=== Try it ===
Determine how many of the lines below include "feather", then respond with that number and no other text.

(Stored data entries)
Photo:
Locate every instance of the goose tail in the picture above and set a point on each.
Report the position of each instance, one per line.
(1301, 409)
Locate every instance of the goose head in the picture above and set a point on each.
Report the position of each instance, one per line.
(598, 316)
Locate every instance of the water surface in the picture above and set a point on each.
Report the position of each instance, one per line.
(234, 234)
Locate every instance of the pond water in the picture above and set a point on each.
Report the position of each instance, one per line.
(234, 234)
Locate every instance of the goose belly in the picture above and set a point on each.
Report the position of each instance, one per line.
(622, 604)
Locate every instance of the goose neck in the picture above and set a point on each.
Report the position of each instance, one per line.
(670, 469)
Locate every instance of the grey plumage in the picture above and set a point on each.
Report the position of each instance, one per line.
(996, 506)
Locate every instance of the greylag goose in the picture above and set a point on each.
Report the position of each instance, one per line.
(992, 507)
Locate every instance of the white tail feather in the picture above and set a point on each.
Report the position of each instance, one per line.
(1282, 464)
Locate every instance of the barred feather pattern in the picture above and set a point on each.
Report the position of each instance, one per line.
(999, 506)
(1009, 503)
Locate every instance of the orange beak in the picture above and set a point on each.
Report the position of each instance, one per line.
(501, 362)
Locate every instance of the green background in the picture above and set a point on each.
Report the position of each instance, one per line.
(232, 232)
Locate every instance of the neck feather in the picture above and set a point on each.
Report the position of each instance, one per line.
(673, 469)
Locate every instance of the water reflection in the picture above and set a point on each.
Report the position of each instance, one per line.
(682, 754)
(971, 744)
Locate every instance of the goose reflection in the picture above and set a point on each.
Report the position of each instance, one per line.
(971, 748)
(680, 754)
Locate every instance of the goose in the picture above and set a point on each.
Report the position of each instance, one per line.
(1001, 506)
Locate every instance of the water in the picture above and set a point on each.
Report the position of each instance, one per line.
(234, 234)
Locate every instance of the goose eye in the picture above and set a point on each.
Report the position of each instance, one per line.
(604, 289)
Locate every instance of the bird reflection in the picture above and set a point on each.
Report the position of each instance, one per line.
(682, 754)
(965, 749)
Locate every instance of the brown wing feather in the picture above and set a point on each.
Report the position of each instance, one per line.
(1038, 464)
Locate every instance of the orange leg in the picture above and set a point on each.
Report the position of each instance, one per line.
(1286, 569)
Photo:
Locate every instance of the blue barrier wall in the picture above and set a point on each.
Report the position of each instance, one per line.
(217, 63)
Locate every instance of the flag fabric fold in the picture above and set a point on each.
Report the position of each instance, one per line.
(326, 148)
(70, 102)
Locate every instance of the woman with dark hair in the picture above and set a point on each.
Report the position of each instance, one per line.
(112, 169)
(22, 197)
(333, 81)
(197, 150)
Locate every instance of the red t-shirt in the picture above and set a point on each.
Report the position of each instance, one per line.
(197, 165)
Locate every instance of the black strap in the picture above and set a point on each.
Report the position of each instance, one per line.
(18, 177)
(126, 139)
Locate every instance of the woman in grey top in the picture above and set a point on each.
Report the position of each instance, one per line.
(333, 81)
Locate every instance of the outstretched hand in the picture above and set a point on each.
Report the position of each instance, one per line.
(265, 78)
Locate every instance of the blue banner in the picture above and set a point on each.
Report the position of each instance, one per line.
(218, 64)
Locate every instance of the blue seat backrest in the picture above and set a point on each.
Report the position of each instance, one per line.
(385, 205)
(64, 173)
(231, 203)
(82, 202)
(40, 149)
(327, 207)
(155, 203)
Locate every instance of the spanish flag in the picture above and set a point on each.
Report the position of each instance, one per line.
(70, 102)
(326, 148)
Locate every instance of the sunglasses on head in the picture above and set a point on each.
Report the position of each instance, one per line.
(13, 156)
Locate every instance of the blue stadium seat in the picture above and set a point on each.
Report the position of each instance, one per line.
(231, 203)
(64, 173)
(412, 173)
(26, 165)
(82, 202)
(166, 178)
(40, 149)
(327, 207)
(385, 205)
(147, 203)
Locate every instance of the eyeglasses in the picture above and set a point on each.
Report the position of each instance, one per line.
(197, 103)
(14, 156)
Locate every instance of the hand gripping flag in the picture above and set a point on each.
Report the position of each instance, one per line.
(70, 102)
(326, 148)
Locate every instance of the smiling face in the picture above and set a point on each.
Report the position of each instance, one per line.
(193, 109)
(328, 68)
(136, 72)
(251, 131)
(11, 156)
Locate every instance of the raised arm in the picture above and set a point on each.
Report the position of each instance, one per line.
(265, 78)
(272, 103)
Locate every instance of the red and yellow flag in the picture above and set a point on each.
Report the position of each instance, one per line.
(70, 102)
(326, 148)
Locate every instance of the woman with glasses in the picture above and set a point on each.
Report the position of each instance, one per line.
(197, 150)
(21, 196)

...

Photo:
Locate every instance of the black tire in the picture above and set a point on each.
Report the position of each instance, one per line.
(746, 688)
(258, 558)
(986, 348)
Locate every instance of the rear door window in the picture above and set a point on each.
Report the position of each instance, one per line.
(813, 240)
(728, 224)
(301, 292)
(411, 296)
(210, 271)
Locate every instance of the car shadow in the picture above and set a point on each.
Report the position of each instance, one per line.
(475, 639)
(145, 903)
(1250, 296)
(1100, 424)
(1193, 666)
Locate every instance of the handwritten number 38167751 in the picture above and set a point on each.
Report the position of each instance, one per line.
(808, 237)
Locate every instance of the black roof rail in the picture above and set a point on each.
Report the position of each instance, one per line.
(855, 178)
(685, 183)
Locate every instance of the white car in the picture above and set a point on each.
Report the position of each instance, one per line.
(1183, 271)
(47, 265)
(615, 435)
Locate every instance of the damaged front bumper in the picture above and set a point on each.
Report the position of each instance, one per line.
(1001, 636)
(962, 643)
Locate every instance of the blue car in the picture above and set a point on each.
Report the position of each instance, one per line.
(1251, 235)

=== Exercise output ===
4